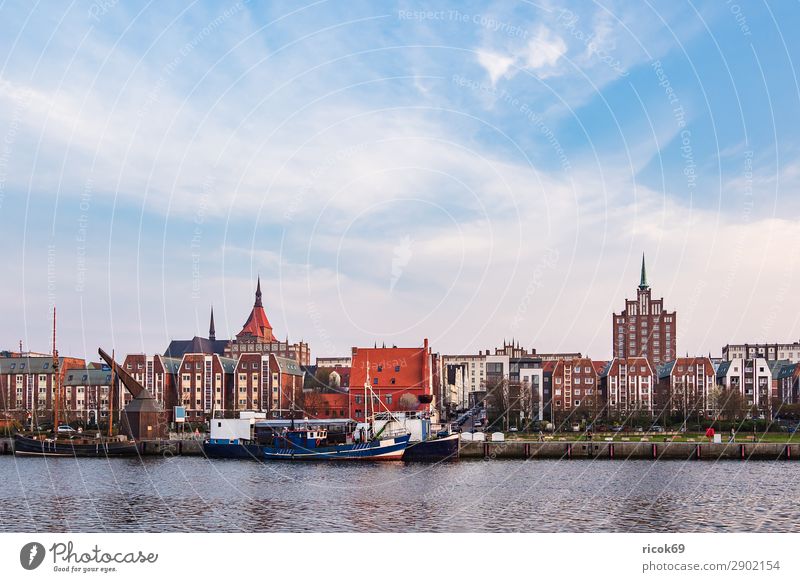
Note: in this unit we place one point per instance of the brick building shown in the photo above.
(400, 378)
(575, 384)
(644, 329)
(27, 385)
(685, 387)
(628, 386)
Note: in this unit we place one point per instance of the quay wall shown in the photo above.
(547, 450)
(628, 450)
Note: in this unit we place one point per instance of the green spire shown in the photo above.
(643, 283)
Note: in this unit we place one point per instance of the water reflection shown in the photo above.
(192, 494)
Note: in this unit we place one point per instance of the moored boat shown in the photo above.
(77, 447)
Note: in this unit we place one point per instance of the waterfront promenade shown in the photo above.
(554, 449)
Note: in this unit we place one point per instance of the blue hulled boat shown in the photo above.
(303, 440)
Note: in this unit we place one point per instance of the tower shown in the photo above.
(644, 328)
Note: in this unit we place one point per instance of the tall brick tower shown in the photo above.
(644, 329)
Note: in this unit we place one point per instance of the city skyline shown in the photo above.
(463, 174)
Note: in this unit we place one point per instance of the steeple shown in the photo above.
(643, 282)
(212, 334)
(258, 293)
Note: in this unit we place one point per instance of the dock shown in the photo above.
(520, 449)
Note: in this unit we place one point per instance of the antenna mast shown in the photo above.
(56, 378)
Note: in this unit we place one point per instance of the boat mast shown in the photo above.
(111, 390)
(56, 377)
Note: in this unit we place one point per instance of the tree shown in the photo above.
(310, 403)
(729, 403)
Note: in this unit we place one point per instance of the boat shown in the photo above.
(303, 440)
(73, 446)
(425, 443)
(76, 447)
(308, 440)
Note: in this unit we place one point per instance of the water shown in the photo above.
(196, 494)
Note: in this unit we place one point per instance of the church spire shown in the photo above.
(212, 334)
(258, 293)
(643, 282)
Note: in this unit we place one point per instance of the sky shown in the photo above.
(468, 172)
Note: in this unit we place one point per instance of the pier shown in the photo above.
(521, 449)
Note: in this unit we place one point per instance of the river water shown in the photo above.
(196, 494)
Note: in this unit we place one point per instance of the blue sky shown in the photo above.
(465, 172)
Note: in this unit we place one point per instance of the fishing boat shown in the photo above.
(72, 446)
(76, 447)
(308, 440)
(425, 444)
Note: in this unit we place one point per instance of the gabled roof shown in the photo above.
(90, 377)
(228, 364)
(665, 370)
(288, 366)
(257, 324)
(197, 345)
(28, 365)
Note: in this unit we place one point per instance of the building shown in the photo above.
(686, 387)
(86, 395)
(156, 373)
(28, 383)
(475, 366)
(335, 362)
(644, 329)
(752, 378)
(789, 384)
(257, 337)
(771, 352)
(400, 379)
(575, 385)
(628, 385)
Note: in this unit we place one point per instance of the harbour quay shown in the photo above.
(566, 450)
(621, 451)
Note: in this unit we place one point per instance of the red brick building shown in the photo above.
(575, 384)
(644, 329)
(685, 386)
(27, 385)
(400, 378)
(628, 386)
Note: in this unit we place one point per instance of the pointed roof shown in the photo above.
(643, 281)
(257, 325)
(212, 334)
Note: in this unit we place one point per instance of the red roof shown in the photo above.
(257, 325)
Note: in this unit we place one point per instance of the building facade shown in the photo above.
(686, 387)
(644, 329)
(776, 351)
(400, 379)
(628, 385)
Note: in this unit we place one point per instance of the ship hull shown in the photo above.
(389, 449)
(443, 449)
(24, 446)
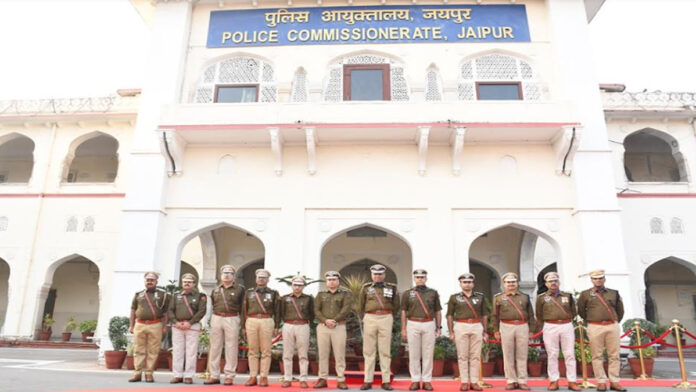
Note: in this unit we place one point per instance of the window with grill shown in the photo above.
(366, 82)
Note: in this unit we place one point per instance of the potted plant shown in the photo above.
(46, 327)
(68, 329)
(87, 329)
(533, 363)
(118, 327)
(130, 361)
(438, 361)
(649, 354)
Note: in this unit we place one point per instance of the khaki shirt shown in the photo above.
(270, 300)
(305, 303)
(387, 293)
(333, 306)
(159, 299)
(411, 305)
(457, 307)
(547, 309)
(590, 308)
(504, 310)
(178, 311)
(234, 295)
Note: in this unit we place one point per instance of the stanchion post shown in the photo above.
(643, 375)
(684, 384)
(585, 384)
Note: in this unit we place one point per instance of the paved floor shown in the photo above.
(55, 370)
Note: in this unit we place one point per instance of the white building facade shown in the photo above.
(485, 154)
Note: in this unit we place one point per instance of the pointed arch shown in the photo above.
(16, 158)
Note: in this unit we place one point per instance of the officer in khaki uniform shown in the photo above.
(225, 323)
(186, 309)
(297, 313)
(602, 308)
(555, 311)
(262, 318)
(421, 324)
(332, 308)
(148, 321)
(466, 322)
(513, 323)
(378, 305)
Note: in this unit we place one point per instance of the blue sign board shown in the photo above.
(361, 25)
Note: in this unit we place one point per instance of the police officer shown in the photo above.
(297, 312)
(513, 321)
(421, 324)
(466, 322)
(225, 323)
(332, 308)
(378, 305)
(602, 308)
(148, 321)
(186, 308)
(555, 311)
(262, 319)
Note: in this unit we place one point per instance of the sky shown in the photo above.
(78, 48)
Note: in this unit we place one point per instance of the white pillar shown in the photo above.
(597, 213)
(143, 212)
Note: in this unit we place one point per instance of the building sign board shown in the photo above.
(373, 24)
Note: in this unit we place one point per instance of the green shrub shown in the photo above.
(118, 327)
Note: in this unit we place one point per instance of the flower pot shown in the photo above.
(487, 369)
(534, 369)
(242, 365)
(635, 366)
(114, 359)
(438, 367)
(201, 363)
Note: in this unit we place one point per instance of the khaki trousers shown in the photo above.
(259, 335)
(295, 336)
(421, 344)
(185, 350)
(328, 338)
(377, 337)
(224, 330)
(468, 338)
(605, 337)
(514, 341)
(560, 336)
(146, 339)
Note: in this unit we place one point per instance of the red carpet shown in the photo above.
(401, 384)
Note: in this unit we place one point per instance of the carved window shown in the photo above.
(71, 225)
(88, 225)
(497, 76)
(433, 87)
(238, 79)
(299, 87)
(676, 226)
(656, 226)
(393, 80)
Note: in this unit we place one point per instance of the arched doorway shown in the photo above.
(514, 248)
(16, 159)
(355, 248)
(671, 283)
(4, 290)
(209, 249)
(653, 156)
(73, 293)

**********

** Required task **
Leave out the pictures and repeat everything else in the records exactly.

** Expected output **
Note: in this unit we place one point per instance of the brick building shown in the photo above.
(400, 378)
(575, 384)
(644, 329)
(27, 385)
(685, 387)
(628, 386)
Note: in this unit we place one point per instance of the quay wall shown in the photo above.
(547, 450)
(628, 450)
Note: in this unit we place one point per instance of the green spire shown in the photo above.
(643, 283)
Note: in this unit we place one point per instance of the water reflection shown in the photo above.
(192, 494)
Note: in this unit we place one point per instance of the moored boat shown in the photo above.
(77, 447)
Note: in this unit we place one point per instance of the waterfront promenade shown in the photo above.
(554, 449)
Note: in this unit we place one point per instance of the blue hulled boat shown in the photo above.
(303, 440)
Note: in this unit we place one point per instance of the tower shown in the photo above.
(644, 328)
Note: in this unit we place one point per instance of the tall brick tower shown in the photo above.
(644, 329)
Note: in this unit we place one point per instance of the city skyline shown in the photo above.
(463, 174)
Note: in this unit we place one point per instance of the steeple shown in the photo above.
(643, 282)
(212, 334)
(258, 293)
Note: in this unit we place one point per instance of the dock shown in the photo above.
(520, 449)
Note: in this unit we place one point per instance of the antenna mast shown in the photo above.
(56, 378)
Note: in this unit we place one point per instance of the boat mast shown in the photo above.
(111, 390)
(56, 377)
Note: in this unit we place one point per instance of the tree shown in the photo above.
(310, 403)
(729, 403)
Note: in this unit we place one point per instance of the boat shown in the photo above.
(303, 440)
(73, 446)
(425, 443)
(76, 447)
(308, 440)
Note: in this unit we place one point per instance of the water shown in the photo above.
(196, 494)
Note: in this unit we place one point per instance of the church spire shown in the photo above.
(212, 334)
(258, 293)
(643, 282)
Note: in this unit we place one point per instance of the sky shown in the photo above.
(468, 172)
Note: in this unit we place one point per instance of the pier shown in the photo above.
(521, 449)
Note: in this unit we place one point per instance of the river water shown in the photo above.
(196, 494)
Note: in this unit we place one point per instance of the blue sky shown in the photo above.
(465, 172)
Note: in this unit we place one point per instance of the fishing boat shown in the photo above.
(72, 446)
(76, 447)
(308, 440)
(425, 444)
Note: in this unit we place one point per instance of the gabled roof shown in the photo above.
(90, 377)
(228, 364)
(665, 370)
(288, 366)
(257, 324)
(197, 345)
(28, 365)
Note: in this unit we place one point per instance of the building shown in the photo above.
(686, 387)
(86, 395)
(156, 373)
(28, 383)
(475, 366)
(335, 362)
(644, 329)
(752, 378)
(789, 384)
(257, 337)
(771, 352)
(400, 379)
(575, 385)
(628, 385)
Note: in this unit we place one point per instance of the harbour quay shown in the photo above.
(566, 450)
(621, 451)
Note: in this unit we place one point per instance of the red brick building shown in the photo above.
(575, 384)
(644, 329)
(685, 386)
(27, 385)
(400, 378)
(628, 386)
Note: in this unit we place one point per instance of the pointed roof shown in the photo above.
(643, 281)
(257, 325)
(212, 334)
Note: in this unit we place one point per instance of the red roof shown in the photo above.
(257, 325)
Note: in this unit we place one point per instance of the building facade shown in the photo above.
(686, 387)
(644, 329)
(776, 351)
(400, 379)
(628, 385)
Note: in this unit we place one point per instance of the ship hull shown in the photo above.
(389, 449)
(443, 449)
(24, 446)
Note: in this unit we place one point per instance of the window with grill shown in the photo above.
(366, 82)
Note: in this unit we place one point per instance of the potted plant shown in the photo above.
(46, 327)
(68, 329)
(87, 329)
(533, 363)
(118, 327)
(130, 361)
(438, 361)
(649, 354)
Note: in this unit we place one point per instance of the khaki shirt shown in the photo above.
(270, 300)
(305, 303)
(387, 293)
(333, 306)
(159, 299)
(411, 305)
(457, 307)
(547, 309)
(590, 308)
(504, 310)
(178, 311)
(234, 295)
Note: in this unit we place one point per instance of the stanchion post shown in the photo above.
(643, 375)
(684, 384)
(585, 384)
Note: in this unit we place one point per instance of the paved floor shown in the photo above.
(55, 370)
Note: in this unit we place one point per instance of the white building facade shown in the photo above.
(485, 154)
Note: in this unit we place one point per instance of the pointed arch shown in the photo above.
(16, 158)
Note: in this unit we place one point per instance of the officer in khaki uniform shown in the photo above.
(225, 323)
(186, 309)
(297, 313)
(602, 308)
(555, 311)
(262, 318)
(421, 324)
(332, 308)
(148, 321)
(466, 322)
(513, 323)
(378, 305)
Note: in this unit we place one point per instance of the blue sign board shown in the photo above.
(361, 25)
Note: in this unit we place one point per instance of the police officer shown in the photo above.
(297, 312)
(513, 321)
(421, 324)
(466, 322)
(225, 323)
(332, 308)
(378, 305)
(602, 308)
(148, 321)
(186, 308)
(555, 311)
(262, 319)
Note: in this unit we place one point per instance of the sky shown in the photo above.
(78, 48)
Note: in this unit we place one point per instance of the white pillar shown in the photo above.
(597, 213)
(143, 212)
Note: in this unit we place one point per instance of the building sign board shown in the photo above.
(373, 24)
Note: in this unit we place one point per instance of the green shrub shown in the photo above.
(118, 327)
Note: in this unit we place one point per instance of the flower pot shown in the photo above.
(487, 369)
(534, 369)
(242, 365)
(635, 366)
(114, 359)
(438, 367)
(201, 363)
Note: in this unit we place one point per instance of the khaki trousers shown in the photo above.
(259, 335)
(295, 336)
(421, 344)
(185, 350)
(328, 338)
(377, 337)
(224, 330)
(468, 338)
(605, 337)
(514, 341)
(560, 336)
(146, 339)
Note: in this unit we place one point per instance of the red carpet shown in the photo above.
(401, 384)
Note: in this unit we place one point per instance of the carved window shown in the photo above.
(71, 225)
(88, 225)
(497, 76)
(433, 87)
(238, 79)
(299, 87)
(676, 226)
(656, 226)
(393, 80)
Note: in this unit we place one point per instance of the arched doorway shown in the photo above.
(514, 248)
(16, 159)
(355, 248)
(671, 283)
(4, 290)
(209, 249)
(653, 156)
(73, 293)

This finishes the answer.